● **Supplied text**:
WMC Women Under Siege

Renewed hope for Rwanda’s aging genocide widows

Huye, Rwanda—A dusty courtyard fills with chatter and laughter as the widows and widowers of the Impinganzima home for the elderly in Rwanda’s Eastern Province wait for the day’s visitors.

Suddenly, relatives and friends stream in with gifts and family news for some of the 100 genocide survivors living in the care home. Many of Impinganzima’s residents had feared they would never feel happiness or peace again after losing their husbands and wives in the 1994 Rwandan genocide, during which more than 800,000 people were killed. But now some of Rwanda’s elder widows say they have found a home that has restored their sense of hope.

Therese Mukachinani watched as Hutus murdered her husband, parents, and grandfather. Now she lives at the Impinganzima home, where she works as an assistant. (Tendai Marima)

Therese Mukachinani, 53, started working at Impinganzima as an assistant soon after it was opened by Rwanda’s first lady, Jeannette Kagame, at the end of June. Now she is a live-in administrator, setting up activity programs and supervising weekend visits for the elderly. She lost nine family members in the genocide including her husband, her parents, and her grandfather.

● **Excerpted records**:
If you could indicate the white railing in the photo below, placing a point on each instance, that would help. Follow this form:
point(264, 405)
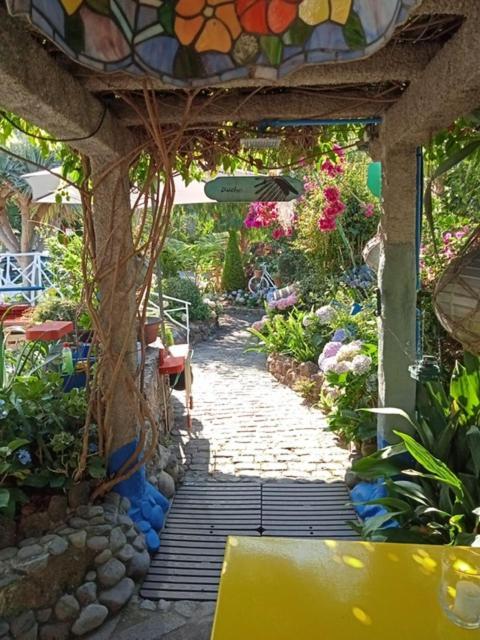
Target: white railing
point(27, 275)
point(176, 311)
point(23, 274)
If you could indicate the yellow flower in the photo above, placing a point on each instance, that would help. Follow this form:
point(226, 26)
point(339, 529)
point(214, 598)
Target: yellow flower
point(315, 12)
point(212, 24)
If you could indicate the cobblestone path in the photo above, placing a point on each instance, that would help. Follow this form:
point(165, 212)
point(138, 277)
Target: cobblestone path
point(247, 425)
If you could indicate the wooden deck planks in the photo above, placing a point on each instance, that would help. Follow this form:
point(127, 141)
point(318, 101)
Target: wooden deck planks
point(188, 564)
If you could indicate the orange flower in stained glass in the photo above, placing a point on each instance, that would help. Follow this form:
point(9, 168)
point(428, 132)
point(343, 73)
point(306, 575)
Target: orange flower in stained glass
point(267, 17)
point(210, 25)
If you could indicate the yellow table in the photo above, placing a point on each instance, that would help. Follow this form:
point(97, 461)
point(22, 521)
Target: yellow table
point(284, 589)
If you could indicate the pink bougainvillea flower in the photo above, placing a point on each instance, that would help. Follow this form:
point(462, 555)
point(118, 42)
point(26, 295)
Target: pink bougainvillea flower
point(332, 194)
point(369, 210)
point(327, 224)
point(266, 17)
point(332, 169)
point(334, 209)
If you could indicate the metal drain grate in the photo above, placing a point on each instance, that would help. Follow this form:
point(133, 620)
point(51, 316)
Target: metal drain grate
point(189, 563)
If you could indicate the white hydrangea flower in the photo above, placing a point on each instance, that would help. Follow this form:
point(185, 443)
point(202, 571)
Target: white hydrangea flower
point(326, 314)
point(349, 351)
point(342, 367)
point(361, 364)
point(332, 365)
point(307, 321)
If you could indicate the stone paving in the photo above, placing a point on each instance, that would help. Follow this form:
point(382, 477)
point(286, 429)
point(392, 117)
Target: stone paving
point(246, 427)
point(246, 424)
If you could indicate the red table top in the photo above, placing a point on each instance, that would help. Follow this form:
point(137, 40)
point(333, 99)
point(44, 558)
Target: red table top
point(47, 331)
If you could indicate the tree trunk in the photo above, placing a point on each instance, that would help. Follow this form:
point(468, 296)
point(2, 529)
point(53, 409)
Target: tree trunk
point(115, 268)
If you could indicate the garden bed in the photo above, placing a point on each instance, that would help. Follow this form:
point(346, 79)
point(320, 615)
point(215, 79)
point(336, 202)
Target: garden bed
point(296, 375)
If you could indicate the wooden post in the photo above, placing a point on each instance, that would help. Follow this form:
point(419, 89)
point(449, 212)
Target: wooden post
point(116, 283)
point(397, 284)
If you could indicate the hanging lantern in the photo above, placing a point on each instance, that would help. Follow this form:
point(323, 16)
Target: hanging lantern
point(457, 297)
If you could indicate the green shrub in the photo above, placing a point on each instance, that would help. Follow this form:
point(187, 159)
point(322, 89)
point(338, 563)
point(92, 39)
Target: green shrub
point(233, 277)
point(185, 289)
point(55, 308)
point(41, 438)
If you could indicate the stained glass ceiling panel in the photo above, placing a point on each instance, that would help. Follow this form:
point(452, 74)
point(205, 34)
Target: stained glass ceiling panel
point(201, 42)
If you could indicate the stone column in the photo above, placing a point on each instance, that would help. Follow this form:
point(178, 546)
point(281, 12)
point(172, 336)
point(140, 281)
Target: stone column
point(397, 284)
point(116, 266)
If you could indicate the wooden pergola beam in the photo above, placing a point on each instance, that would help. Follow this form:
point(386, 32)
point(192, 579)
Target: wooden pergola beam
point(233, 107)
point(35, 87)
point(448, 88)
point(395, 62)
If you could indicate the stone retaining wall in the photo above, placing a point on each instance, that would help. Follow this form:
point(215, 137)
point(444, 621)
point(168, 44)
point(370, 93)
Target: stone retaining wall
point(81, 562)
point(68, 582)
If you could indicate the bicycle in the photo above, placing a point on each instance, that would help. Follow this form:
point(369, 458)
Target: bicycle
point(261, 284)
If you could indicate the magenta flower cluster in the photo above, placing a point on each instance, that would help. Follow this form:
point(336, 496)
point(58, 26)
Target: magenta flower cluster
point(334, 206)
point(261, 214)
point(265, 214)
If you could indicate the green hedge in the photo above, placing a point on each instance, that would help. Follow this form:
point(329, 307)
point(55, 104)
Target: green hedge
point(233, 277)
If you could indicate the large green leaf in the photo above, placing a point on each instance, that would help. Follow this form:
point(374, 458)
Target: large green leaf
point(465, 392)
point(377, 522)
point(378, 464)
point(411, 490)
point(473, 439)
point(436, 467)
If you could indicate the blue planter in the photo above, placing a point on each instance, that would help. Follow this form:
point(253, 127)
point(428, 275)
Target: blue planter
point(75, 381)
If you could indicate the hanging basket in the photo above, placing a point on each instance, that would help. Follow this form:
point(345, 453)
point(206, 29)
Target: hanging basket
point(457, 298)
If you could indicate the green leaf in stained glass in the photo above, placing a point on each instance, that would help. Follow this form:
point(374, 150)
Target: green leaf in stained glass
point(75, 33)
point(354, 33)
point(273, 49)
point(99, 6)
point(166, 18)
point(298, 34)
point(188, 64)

● **To-do list**:
a. In the article on Rwanda's aging genocide widows, who opened the Impinganzima home?
b. Reproduce word for word the part of the article on Rwanda's aging genocide widows that opens with the words containing "WMC Women Under" and closes with "for the day’s visitors.".
c. Resume the article on Rwanda's aging genocide widows, carrying it on from its final sentence.

● **Answers to the exercise**:
a. Rwanda's first lady, Jeannette Kagame

b.
WMC Women Under Siege

Renewed hope for Rwanda’s aging genocide widows

Huye, Rwanda—A dusty courtyard fills with chatter and laughter as the widows and widowers of the Impinganzima home for the elderly in Rwanda’s Eastern Province wait for the day’s visitors.

c.
“The Hutus [militia] wanted to kill everyone in my home,” she says, holding back tears. But once she got to know the other women at the care home, Mukachinani slowly found peace. “It took me a long time to deal with it. Even now there are days when I still think about those I have lost,” she says. “But here, we have each other.”

Rwanda is home to an estimated 19,000 genocide widows. Unlike in various other countries where older widows often become forgotten members of society with few property rights and little social standing, the Rwandan government and local NGOs are working to provide for some of the elderly survivors who have been left living in poverty after losing their spouses.

The 100-day massacre of Tutsis and moderate Hutus by supporters of Rwanda’s Hutu-majority government left approximately 300,000 Tutsi survivors. Among them, there were up to 10 times as many widows as widowers. Many of the women witnessed their husbands, children, and parents being hacked to death. Some endured kidnapping, torture, or gang rape. Though some found justice for the crimes committed, others did not.

When the Rwandan widow’s association, AVEGA, was founded in 1995, it put out an open call to widows in need of financial and social support. In the aftermath of the massacres, the organization helped renovate some of the widows’ houses and offered the homeless free accommodation in small communal homes.

Widows of the genocide sit in the yard of the Impinganzima home. (Tendai Marima)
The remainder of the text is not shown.